"""
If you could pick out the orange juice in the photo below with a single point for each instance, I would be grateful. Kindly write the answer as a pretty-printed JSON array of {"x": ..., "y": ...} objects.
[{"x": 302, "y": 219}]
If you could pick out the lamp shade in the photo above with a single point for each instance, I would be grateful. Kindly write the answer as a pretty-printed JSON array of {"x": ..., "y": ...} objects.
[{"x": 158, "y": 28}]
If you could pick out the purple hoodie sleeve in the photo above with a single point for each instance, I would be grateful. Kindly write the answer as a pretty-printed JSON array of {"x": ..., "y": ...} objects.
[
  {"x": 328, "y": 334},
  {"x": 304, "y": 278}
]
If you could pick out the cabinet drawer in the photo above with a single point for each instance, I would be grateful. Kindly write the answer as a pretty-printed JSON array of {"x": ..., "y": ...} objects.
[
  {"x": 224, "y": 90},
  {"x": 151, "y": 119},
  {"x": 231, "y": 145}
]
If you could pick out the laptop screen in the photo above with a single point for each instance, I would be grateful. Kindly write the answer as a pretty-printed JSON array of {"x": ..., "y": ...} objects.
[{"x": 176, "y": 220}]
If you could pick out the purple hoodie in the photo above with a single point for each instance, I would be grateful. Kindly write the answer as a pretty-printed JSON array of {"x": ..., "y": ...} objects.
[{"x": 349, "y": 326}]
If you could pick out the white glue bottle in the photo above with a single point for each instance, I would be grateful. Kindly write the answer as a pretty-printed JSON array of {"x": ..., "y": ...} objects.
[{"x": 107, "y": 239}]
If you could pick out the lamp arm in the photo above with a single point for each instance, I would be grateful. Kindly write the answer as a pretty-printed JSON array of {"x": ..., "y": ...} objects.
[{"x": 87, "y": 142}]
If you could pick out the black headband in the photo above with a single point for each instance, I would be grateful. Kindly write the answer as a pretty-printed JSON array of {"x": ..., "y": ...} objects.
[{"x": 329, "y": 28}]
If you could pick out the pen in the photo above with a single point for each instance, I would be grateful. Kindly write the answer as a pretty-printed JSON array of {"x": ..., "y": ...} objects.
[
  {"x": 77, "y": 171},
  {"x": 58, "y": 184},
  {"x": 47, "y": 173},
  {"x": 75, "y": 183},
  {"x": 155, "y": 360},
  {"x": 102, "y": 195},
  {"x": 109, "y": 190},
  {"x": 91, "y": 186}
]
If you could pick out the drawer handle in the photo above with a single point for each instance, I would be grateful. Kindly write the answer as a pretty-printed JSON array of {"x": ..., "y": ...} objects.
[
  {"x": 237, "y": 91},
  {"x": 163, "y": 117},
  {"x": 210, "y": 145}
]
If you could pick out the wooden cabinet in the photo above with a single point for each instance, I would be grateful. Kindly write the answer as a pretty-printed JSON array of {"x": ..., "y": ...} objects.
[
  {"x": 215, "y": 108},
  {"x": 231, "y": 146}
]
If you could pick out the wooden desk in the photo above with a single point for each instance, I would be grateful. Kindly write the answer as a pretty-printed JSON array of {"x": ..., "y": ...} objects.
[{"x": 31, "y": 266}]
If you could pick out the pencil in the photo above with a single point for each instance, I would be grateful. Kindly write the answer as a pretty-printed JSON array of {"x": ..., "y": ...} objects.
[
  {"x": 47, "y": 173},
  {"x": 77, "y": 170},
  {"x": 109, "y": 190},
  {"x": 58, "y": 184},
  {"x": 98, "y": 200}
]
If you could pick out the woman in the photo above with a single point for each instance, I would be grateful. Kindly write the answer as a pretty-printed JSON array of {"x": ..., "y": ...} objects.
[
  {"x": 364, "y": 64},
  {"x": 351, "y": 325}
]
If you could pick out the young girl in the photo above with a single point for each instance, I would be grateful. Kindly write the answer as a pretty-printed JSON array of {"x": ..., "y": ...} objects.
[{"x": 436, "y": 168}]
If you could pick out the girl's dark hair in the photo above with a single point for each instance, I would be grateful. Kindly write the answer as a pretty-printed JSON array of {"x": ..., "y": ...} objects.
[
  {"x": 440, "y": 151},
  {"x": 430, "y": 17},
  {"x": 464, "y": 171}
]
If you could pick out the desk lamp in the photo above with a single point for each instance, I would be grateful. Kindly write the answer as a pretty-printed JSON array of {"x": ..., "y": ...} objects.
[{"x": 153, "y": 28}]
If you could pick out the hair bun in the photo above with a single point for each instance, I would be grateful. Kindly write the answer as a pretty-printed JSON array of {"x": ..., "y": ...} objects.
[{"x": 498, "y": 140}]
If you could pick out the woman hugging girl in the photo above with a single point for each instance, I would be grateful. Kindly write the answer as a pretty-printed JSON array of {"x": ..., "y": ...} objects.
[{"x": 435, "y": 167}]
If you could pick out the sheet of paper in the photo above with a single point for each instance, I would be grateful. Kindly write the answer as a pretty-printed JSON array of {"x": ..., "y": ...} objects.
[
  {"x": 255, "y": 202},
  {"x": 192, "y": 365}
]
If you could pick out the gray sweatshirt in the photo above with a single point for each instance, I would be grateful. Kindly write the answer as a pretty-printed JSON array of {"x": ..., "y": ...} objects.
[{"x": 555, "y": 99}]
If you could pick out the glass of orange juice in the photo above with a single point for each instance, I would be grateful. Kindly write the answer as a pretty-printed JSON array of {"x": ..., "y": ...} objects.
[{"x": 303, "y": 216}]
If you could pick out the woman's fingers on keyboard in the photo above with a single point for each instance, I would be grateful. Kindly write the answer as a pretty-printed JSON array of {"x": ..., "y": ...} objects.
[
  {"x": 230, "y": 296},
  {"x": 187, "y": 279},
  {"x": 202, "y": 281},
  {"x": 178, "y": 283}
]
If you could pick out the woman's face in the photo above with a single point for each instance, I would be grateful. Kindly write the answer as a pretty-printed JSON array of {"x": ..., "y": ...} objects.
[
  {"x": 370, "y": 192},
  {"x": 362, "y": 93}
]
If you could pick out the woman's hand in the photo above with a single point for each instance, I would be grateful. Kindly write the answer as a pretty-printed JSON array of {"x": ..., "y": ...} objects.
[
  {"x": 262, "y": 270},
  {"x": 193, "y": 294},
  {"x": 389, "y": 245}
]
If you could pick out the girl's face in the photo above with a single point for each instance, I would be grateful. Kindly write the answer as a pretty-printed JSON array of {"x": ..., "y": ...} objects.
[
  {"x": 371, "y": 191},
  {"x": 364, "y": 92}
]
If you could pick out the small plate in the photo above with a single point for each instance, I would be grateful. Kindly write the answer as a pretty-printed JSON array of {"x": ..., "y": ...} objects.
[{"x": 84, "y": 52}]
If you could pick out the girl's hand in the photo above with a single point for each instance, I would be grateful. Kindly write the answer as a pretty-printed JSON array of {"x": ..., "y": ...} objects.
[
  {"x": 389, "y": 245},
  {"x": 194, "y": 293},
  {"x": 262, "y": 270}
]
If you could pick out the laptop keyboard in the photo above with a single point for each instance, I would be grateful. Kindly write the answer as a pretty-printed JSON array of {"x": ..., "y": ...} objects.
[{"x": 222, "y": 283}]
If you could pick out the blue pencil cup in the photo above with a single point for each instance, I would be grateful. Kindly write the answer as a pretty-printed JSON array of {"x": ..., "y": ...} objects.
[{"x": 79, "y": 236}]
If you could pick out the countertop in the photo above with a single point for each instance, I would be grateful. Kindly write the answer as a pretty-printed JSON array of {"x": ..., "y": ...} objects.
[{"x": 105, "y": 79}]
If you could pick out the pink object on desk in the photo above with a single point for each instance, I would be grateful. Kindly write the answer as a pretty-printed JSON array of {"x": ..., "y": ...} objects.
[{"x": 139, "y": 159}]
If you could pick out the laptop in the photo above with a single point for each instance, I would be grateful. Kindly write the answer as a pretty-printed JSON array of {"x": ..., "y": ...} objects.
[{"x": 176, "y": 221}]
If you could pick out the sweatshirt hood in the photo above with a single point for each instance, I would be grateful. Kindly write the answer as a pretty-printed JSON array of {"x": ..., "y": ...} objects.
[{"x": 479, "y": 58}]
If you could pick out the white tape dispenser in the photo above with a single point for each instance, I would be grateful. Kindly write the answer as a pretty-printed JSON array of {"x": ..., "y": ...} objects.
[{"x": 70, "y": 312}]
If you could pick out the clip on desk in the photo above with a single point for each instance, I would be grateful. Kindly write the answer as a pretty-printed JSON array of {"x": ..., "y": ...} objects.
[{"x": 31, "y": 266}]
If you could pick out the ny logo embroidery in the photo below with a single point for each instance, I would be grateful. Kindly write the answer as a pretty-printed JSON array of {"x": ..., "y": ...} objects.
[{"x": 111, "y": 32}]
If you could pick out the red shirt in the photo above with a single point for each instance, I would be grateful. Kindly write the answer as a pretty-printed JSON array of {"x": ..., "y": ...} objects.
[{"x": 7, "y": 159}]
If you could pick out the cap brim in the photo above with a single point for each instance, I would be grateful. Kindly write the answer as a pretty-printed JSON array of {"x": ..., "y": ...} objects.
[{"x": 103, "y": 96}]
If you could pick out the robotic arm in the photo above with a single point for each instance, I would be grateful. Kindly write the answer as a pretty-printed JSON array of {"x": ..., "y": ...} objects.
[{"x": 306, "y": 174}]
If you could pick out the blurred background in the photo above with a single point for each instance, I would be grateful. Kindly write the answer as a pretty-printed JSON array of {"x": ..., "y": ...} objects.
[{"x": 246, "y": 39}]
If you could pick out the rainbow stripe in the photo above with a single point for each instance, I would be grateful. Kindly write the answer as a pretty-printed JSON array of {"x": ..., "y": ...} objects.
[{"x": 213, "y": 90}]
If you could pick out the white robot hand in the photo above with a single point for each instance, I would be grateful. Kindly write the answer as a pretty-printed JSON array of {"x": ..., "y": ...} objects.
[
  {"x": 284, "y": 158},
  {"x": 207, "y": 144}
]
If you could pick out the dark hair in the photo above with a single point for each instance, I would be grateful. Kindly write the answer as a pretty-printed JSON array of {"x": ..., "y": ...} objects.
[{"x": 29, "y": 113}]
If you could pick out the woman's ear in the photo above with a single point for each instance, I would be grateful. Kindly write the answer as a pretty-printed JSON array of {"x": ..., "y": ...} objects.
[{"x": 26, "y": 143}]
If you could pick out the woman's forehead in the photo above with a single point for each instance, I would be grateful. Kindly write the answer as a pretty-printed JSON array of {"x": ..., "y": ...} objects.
"""
• [To do] Starting from the line containing "If you could pick out the ny" and ending with the final line of the data, reproduce each line exactly as it appears, including no other lines.

• [Output]
If you could pick out the ny logo embroidery in the photo below with a single point for each instance, I would be grateful. Kindly write the answer as a pretty-printed JSON array of {"x": ..., "y": ...} objects.
[{"x": 111, "y": 32}]
If you could pick out the red shirt in the photo above with a single point for each instance, I would be grateful. Kindly write the answer as a pretty-printed JSON array of {"x": ..., "y": ...} objects.
[{"x": 7, "y": 159}]
If you could pick out the cap brim in the photo above with a single point for each instance, I would be grateful. Kindly write the answer as a pretty-printed JSON array of {"x": ..., "y": ...} objects.
[{"x": 103, "y": 96}]
If you could pick out the robotic arm in the photo above with a single point for each instance, I would be grateful. Kindly write the answer as a pretty-printed JSON array of {"x": ..., "y": ...} objects.
[{"x": 306, "y": 174}]
If you could pick out the blurred background in the photo above with a single point for each instance, I would be grateful. Kindly write the answer as a pretty-printed JSON array of {"x": ..., "y": ...} objects.
[{"x": 246, "y": 39}]
If you could pick out the rainbow stripe in the photo above with a single point for each instance, I would be grateful. Kindly write the answer as a pretty-printed JSON array of {"x": ..., "y": ...} objects.
[{"x": 213, "y": 90}]
If you could pick out the white robot hand in the photo above with a single point for each instance, I would be grateful. Kindly write the answer as a pretty-printed JSON array of {"x": ..., "y": ...} objects.
[
  {"x": 284, "y": 158},
  {"x": 207, "y": 144}
]
If you could pick out the dark hair in the photo above with a single point for each instance, I would be grateful. Kindly write the answer as a pretty-printed JSON array of {"x": ..., "y": ...} objects.
[{"x": 29, "y": 113}]
If you could pick out the woman's ear in the photo above with a single point for each instance, I would be grateful. Kindly write the answer as a pretty-printed JSON array of {"x": ..., "y": ...} objects.
[{"x": 26, "y": 143}]
If you could pick out the woman's forehead in the photo above with a single point for each instance, I would be grateful. Kindly write the answer as a pretty-printed JSON array of {"x": ..., "y": ...} objects.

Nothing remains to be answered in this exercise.